Please gather every line from the entries below that contains the string "IMPORTANT". Copy each of those lines in full.

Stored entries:
=====

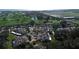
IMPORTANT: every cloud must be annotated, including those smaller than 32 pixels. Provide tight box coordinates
[0,0,79,10]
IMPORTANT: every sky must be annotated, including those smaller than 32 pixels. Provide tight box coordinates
[0,0,79,10]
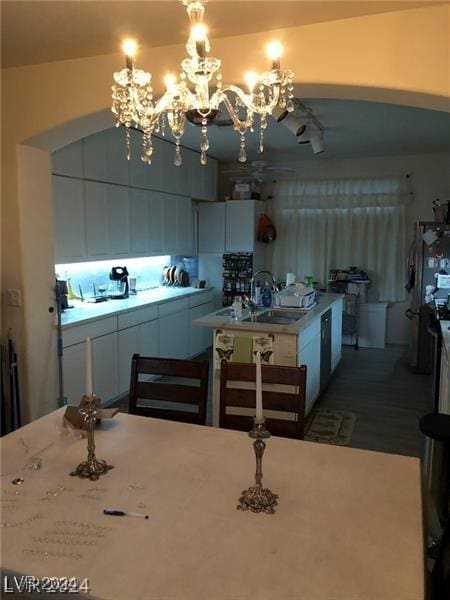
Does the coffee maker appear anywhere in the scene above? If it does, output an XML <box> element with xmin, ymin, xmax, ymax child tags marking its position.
<box><xmin>108</xmin><ymin>267</ymin><xmax>129</xmax><ymax>300</ymax></box>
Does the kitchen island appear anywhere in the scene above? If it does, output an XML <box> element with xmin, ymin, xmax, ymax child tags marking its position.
<box><xmin>192</xmin><ymin>294</ymin><xmax>343</xmax><ymax>426</ymax></box>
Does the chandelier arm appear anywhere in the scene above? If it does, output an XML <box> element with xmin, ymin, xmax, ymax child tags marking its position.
<box><xmin>222</xmin><ymin>84</ymin><xmax>280</xmax><ymax>115</ymax></box>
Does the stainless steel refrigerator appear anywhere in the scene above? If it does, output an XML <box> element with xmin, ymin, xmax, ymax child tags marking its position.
<box><xmin>406</xmin><ymin>221</ymin><xmax>450</xmax><ymax>373</ymax></box>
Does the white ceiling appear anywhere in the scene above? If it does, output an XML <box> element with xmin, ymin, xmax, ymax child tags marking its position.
<box><xmin>175</xmin><ymin>99</ymin><xmax>450</xmax><ymax>162</ymax></box>
<box><xmin>1</xmin><ymin>0</ymin><xmax>442</xmax><ymax>67</ymax></box>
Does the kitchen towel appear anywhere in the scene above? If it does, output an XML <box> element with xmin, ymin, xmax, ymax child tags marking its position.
<box><xmin>214</xmin><ymin>332</ymin><xmax>234</xmax><ymax>369</ymax></box>
<box><xmin>232</xmin><ymin>335</ymin><xmax>253</xmax><ymax>363</ymax></box>
<box><xmin>253</xmin><ymin>335</ymin><xmax>273</xmax><ymax>365</ymax></box>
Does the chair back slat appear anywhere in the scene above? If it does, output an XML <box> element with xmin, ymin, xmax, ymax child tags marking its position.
<box><xmin>129</xmin><ymin>354</ymin><xmax>209</xmax><ymax>425</ymax></box>
<box><xmin>136</xmin><ymin>381</ymin><xmax>201</xmax><ymax>404</ymax></box>
<box><xmin>220</xmin><ymin>360</ymin><xmax>306</xmax><ymax>439</ymax></box>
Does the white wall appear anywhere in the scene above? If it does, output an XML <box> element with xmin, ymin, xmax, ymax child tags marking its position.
<box><xmin>256</xmin><ymin>154</ymin><xmax>450</xmax><ymax>344</ymax></box>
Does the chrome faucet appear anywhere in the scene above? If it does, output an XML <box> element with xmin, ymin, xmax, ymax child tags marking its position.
<box><xmin>250</xmin><ymin>270</ymin><xmax>280</xmax><ymax>302</ymax></box>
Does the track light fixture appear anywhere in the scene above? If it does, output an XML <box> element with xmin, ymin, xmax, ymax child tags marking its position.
<box><xmin>272</xmin><ymin>98</ymin><xmax>325</xmax><ymax>154</ymax></box>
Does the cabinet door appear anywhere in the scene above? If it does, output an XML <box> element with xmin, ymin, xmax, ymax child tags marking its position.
<box><xmin>189</xmin><ymin>302</ymin><xmax>213</xmax><ymax>356</ymax></box>
<box><xmin>130</xmin><ymin>189</ymin><xmax>150</xmax><ymax>256</ymax></box>
<box><xmin>148</xmin><ymin>192</ymin><xmax>166</xmax><ymax>255</ymax></box>
<box><xmin>92</xmin><ymin>333</ymin><xmax>119</xmax><ymax>403</ymax></box>
<box><xmin>52</xmin><ymin>140</ymin><xmax>84</xmax><ymax>179</ymax></box>
<box><xmin>52</xmin><ymin>175</ymin><xmax>86</xmax><ymax>263</ymax></box>
<box><xmin>85</xmin><ymin>181</ymin><xmax>109</xmax><ymax>260</ymax></box>
<box><xmin>198</xmin><ymin>202</ymin><xmax>225</xmax><ymax>254</ymax></box>
<box><xmin>107</xmin><ymin>185</ymin><xmax>131</xmax><ymax>258</ymax></box>
<box><xmin>159</xmin><ymin>310</ymin><xmax>190</xmax><ymax>358</ymax></box>
<box><xmin>225</xmin><ymin>200</ymin><xmax>256</xmax><ymax>252</ymax></box>
<box><xmin>205</xmin><ymin>158</ymin><xmax>217</xmax><ymax>201</ymax></box>
<box><xmin>162</xmin><ymin>194</ymin><xmax>178</xmax><ymax>254</ymax></box>
<box><xmin>130</xmin><ymin>131</ymin><xmax>164</xmax><ymax>190</ymax></box>
<box><xmin>331</xmin><ymin>300</ymin><xmax>343</xmax><ymax>371</ymax></box>
<box><xmin>163</xmin><ymin>142</ymin><xmax>190</xmax><ymax>196</ymax></box>
<box><xmin>177</xmin><ymin>196</ymin><xmax>194</xmax><ymax>254</ymax></box>
<box><xmin>118</xmin><ymin>325</ymin><xmax>139</xmax><ymax>394</ymax></box>
<box><xmin>83</xmin><ymin>127</ymin><xmax>129</xmax><ymax>185</ymax></box>
<box><xmin>86</xmin><ymin>181</ymin><xmax>131</xmax><ymax>260</ymax></box>
<box><xmin>139</xmin><ymin>320</ymin><xmax>159</xmax><ymax>356</ymax></box>
<box><xmin>63</xmin><ymin>342</ymin><xmax>86</xmax><ymax>404</ymax></box>
<box><xmin>299</xmin><ymin>335</ymin><xmax>320</xmax><ymax>412</ymax></box>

=====

### SOLUTION
IMPORTANT: every cloud must be annotated, including those smaller than 32 pixels. Provide tight box coordinates
IMPORTANT: every sky must be annotated, including those smaller than 32 pixels. Provide tight box coordinates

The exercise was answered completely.